**Extract to read**.
☆ ☆ ☆ ☆ ☆

Interesting. But maybe we can have myths for the masses, but see the shades of grey ourselves. I have read the shades of grey in MLK. I’m OK with that. Could it be not all of us need myths?
You sure do. Which is why you promote the leftist myth version of history as evidence by your endorsement of a false version of the history of the Alamo.

Myth does not mean “false”. Maybe you’re operating on the wrong definition of myth, but you certainly use myth to form your worldview
 
Sounds like a culture destroying leftist who should be put in a re-education camp

See, I'd have thought you would be in favor of the destruction of the Alamo.
 
You sure do. Which is why you promote the leftist myth version of history as evidence by your endorsement of a false version of the history of the Alamo.

Myth does not mean “false”. Maybe you’re operating on the wrong definition of myth, but you certainly use myth to form your worldview

Im not partial. I’m OK with learning the shades of grey on MLK as well as the Texans at the Alamo. Don’t you think that allows you to better understand your world? Aren’t you curious? Myths make that difficult. And if you don’t have a sophisticated understanding of the world, it’s hard to make sophisticated and informed decisions in it. That’s how we can end up with someone like Donald Trump.
 

Because the Alamo was full of people who had agreed to live under a Catholic autocracy, and then decided they wanted to live in a republic, and rebelled.

If you had any consistency at all, you'd want to tear down the Alamo and build a monument to Antonio López de Santa Anna.

☆ ☆ ☆ ☆ ☆

**Written task a**.
In the Alamo discussion, who does one commenter say should get a monument if the Alamo is torn down?
The Alamo discussion and the rows that follow it have nothing to do with each other.

☆ ☆ ☆ ☆ ☆

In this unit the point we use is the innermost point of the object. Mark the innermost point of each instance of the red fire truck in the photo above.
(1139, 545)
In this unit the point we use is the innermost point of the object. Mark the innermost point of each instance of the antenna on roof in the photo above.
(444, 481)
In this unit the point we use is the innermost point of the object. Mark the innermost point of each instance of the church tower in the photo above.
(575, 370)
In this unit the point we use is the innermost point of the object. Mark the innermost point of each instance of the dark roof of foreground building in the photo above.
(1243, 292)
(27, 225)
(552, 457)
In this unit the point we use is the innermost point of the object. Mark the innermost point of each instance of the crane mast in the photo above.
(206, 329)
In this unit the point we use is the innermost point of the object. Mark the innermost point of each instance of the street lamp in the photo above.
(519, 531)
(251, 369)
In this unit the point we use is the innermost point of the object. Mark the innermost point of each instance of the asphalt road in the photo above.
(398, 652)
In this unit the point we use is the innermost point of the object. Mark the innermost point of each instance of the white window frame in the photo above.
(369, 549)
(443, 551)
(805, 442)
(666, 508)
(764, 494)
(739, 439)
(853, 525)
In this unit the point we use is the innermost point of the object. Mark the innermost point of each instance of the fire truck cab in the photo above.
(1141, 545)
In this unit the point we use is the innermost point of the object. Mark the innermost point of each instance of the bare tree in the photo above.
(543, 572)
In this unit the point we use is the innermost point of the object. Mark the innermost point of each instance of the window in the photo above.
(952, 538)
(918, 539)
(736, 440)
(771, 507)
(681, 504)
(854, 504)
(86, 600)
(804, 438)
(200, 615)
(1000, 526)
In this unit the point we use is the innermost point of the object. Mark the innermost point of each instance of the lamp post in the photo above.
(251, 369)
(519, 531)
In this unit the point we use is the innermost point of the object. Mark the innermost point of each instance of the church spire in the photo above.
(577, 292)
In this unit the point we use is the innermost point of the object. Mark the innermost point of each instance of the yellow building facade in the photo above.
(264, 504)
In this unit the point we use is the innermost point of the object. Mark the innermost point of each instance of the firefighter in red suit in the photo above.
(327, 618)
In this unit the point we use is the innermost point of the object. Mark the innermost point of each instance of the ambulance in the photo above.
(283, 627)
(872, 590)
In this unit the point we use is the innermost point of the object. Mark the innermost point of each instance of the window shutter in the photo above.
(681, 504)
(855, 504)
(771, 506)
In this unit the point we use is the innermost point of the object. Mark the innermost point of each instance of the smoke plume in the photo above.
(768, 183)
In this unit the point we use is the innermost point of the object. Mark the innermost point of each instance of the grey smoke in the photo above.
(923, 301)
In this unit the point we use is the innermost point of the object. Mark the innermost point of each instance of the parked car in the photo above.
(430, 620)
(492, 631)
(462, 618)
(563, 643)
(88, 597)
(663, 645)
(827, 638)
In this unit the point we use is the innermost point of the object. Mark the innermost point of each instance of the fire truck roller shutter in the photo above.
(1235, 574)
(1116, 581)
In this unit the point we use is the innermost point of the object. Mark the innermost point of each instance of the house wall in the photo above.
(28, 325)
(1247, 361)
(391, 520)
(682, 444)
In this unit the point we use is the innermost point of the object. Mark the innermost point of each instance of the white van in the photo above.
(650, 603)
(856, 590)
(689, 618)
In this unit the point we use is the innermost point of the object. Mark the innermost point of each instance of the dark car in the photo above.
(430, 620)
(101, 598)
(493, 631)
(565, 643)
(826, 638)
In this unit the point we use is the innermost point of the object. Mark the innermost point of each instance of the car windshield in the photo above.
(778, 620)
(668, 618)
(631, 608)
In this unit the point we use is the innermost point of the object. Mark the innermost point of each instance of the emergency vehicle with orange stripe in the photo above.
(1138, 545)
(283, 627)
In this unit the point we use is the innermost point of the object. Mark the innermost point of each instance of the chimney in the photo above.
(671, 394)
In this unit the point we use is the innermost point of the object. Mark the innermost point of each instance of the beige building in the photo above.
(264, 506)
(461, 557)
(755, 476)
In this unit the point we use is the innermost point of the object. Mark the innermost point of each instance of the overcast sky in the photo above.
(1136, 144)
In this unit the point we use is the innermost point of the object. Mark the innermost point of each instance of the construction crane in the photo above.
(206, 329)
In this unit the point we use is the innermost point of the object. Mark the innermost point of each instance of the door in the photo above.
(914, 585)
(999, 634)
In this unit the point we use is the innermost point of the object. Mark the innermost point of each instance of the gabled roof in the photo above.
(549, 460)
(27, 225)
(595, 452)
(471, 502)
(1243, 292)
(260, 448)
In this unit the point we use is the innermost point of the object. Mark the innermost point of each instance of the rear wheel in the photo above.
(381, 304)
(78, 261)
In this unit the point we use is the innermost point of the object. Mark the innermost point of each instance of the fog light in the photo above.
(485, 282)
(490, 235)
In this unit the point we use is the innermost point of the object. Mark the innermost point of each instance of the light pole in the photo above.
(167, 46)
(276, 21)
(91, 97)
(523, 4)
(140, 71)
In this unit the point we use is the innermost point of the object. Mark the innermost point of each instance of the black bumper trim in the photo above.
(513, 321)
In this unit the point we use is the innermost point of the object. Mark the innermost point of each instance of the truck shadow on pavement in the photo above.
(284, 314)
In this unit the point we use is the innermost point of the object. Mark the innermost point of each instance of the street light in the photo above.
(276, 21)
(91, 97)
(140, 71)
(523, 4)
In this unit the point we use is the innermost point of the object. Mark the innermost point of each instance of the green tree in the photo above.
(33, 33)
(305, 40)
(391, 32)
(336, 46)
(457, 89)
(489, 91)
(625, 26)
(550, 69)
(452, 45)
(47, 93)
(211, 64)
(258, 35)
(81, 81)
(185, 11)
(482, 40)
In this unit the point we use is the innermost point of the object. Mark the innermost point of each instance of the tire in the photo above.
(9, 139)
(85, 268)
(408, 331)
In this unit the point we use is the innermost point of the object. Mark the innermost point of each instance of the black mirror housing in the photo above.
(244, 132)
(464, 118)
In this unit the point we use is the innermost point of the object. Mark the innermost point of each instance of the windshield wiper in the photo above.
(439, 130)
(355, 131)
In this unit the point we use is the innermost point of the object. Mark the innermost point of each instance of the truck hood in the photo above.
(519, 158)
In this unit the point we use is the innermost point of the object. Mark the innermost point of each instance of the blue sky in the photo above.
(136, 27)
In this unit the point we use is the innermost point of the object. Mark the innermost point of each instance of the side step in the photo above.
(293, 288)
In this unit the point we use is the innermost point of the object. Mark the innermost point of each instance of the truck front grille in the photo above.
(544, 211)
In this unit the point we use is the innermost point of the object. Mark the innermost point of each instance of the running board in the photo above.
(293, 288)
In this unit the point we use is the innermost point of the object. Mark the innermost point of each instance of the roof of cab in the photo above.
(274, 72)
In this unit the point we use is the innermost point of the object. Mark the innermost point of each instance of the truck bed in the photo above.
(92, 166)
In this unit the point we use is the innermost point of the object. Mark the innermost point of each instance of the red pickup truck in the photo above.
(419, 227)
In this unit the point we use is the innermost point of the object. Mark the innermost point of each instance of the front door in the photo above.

☆ ☆ ☆ ☆ ☆

**Written task b**.
Write out the rows again, starting at the first row and ending at the line containing "(1141, 545)", with "church tower" swapped for "bell tower" and nothing else changed.

**Correct response a**.
Antonio López de Santa Anna.

**Correct response b**.
In this unit the point we use is the innermost point of the object. Mark the innermost point of each instance of the red fire truck in the photo above.
(1139, 545)
In this unit the point we use is the innermost point of the object. Mark the innermost point of each instance of the antenna on roof in the photo above.
(444, 481)
In this unit the point we use is the innermost point of the object. Mark the innermost point of each instance of the bell tower in the photo above.
(575, 370)
In this unit the point we use is the innermost point of the object. Mark the innermost point of each instance of the dark roof of foreground building in the photo above.
(1243, 292)
(27, 225)
(552, 457)
In this unit the point we use is the innermost point of the object. Mark the innermost point of each instance of the crane mast in the photo above.
(206, 329)
In this unit the point we use is the innermost point of the object. Mark the innermost point of each instance of the street lamp in the photo above.
(519, 531)
(251, 369)
In this unit the point we use is the innermost point of the object. Mark the innermost point of each instance of the asphalt road in the photo above.
(398, 652)
In this unit the point we use is the innermost point of the object. Mark the innermost point of each instance of the white window frame in the photo above.
(369, 549)
(443, 551)
(805, 442)
(666, 508)
(764, 494)
(739, 439)
(853, 525)
In this unit the point we use is the innermost point of the object. Mark the innermost point of each instance of the fire truck cab in the photo above.
(1141, 545)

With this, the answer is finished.